■ **ACTIVITY**
The expected output is the data below, restated word for word.

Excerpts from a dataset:
::::::::
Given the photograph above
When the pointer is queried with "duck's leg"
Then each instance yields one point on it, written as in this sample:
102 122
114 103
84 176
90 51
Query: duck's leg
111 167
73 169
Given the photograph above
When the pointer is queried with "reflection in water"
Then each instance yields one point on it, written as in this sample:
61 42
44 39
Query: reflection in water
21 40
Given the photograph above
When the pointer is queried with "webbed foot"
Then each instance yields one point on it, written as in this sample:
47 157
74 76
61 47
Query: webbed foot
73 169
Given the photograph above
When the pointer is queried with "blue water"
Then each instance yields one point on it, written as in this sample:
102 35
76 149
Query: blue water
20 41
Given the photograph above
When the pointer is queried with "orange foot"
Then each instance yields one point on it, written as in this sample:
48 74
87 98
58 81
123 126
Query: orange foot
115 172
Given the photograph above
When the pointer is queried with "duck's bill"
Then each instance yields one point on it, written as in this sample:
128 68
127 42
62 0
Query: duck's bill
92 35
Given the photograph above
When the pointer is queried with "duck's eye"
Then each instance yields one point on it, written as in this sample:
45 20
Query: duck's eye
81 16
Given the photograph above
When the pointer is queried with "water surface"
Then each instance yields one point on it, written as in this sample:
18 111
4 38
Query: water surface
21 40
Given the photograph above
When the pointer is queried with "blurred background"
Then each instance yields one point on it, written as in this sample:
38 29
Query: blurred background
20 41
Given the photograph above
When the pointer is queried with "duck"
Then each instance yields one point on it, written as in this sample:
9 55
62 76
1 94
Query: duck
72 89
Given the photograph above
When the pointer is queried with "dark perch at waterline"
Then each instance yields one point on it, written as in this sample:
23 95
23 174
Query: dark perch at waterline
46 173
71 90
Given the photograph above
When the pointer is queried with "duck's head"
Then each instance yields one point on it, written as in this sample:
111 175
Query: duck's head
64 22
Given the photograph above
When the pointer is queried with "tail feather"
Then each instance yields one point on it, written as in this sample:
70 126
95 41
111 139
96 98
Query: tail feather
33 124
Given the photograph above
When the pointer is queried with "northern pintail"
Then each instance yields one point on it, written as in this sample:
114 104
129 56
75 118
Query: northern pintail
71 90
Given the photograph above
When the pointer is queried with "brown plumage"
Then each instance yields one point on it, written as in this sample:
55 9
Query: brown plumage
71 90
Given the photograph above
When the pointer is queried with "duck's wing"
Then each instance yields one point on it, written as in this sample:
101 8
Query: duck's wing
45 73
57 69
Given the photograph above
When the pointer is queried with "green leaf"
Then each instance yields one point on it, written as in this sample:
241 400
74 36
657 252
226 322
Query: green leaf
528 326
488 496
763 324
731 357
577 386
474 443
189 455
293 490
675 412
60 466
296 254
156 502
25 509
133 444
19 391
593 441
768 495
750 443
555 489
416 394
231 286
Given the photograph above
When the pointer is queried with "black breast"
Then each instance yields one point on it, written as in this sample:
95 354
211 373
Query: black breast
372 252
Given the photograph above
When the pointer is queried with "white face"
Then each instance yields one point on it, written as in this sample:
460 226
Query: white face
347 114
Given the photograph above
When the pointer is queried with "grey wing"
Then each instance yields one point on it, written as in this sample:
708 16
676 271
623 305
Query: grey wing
::::::::
■ **SOLUTION TO THIS PROBLEM**
Given the photograph above
When the pointer is queried with "duck's leg"
Then each instance yields one point on it, written as in this sample:
102 122
114 103
84 176
90 51
Query: duck's leg
111 167
73 169
Given the photograph above
When the pointer is queried with "reflection in water"
Then each instance yields one point on it, written as in this sample:
61 42
44 39
Query: reflection in water
21 40
Given the photograph above
When the pointer is queried with "webbed foot"
Then each instance yields one point on it, written as in this sample:
47 157
74 76
61 47
Query: webbed foot
73 169
Given the photograph above
When the pointer is queried with "blue water"
Then each instance yields one point on it, written as in this sample:
102 35
76 149
Query: blue water
20 41
Given the photograph above
When the pointer is queried with "orange foot"
Then each instance yields one point on it, written as in this sample:
48 74
87 98
58 81
123 126
Query: orange foot
115 172
Given the photograph above
When the pointer is queried with "duck's bill"
Then each instance yields one point on it, written as in this sample:
128 68
127 42
62 0
Query: duck's bill
92 35
Given the photograph above
When the pointer is queried with "duck's eye"
Then each instance yields one point on it, written as in this sample:
45 20
Query: duck's eye
81 16
Given the photograph above
When the pointer is queried with "water surface"
Then each instance yields one point on it, written as in this sample:
18 111
4 38
Query: water surface
21 40
Given the photograph above
When the pointer is queried with "blurred background"
Then each instance yields one point on it, written as in this sample:
38 29
Query: blurred background
20 41
Given the photograph above
When the pointer is queried with "duck"
Then each instance yields one point on it, written as in this sample:
9 55
62 76
1 94
Query: duck
72 89
Given the photograph above
When the pointer is queried with "dark perch at waterline"
Then each instance yields one point on it, written as in this sample:
23 95
23 174
Query: dark perch at waterline
46 173
71 90
Given the photograph above
When the pointer is queried with "duck's head"
Then each instance yields one point on it, written as in this sample:
111 175
Query: duck's head
64 22
Given the photograph above
When the pointer is queried with "tail feather"
Then each instance yields one point on it, written as in this sample:
70 126
95 41
111 139
96 98
Query: tail feather
33 124
Given the photograph above
When the pointer is queried with "northern pintail"
Then each instance yields one point on it, written as in this sample:
114 104
129 56
75 118
Query: northern pintail
71 90
Given the photograph above
When the pointer is queried with "brown plumage"
Then each instance yields one point on it, written as in this sample:
55 9
Query: brown plumage
71 90
Given the photograph above
When the pointer is queried with "duck's wing"
Then each instance yields one point on it, written as in this sample:
101 8
Query: duck's wing
45 73
57 69
Given the photograph above
When the pointer is queried with "green leaf"
Then each instance yields one point on it, written as in this sample:
241 400
74 36
657 252
226 322
Query: green leaf
528 326
488 496
763 324
731 357
577 386
474 443
189 455
293 490
675 412
60 466
296 254
156 502
25 509
133 444
19 391
593 441
768 495
750 443
555 489
416 394
231 286
Given the photograph above
When the pointer is queried with "black breast"
Then each instance yields one point on it, written as in this sample:
95 354
211 373
Query: black breast
372 252
Given the photograph above
When the pointer is queried with "white face"
Then each instance yields one point on it, written as in this sample:
460 226
Query: white face
347 114
Given the photograph above
When the pointer is queried with "grey wing"
Then each instance yields one point on it, written as in this sample:
708 16
676 271
623 305
Query: grey wing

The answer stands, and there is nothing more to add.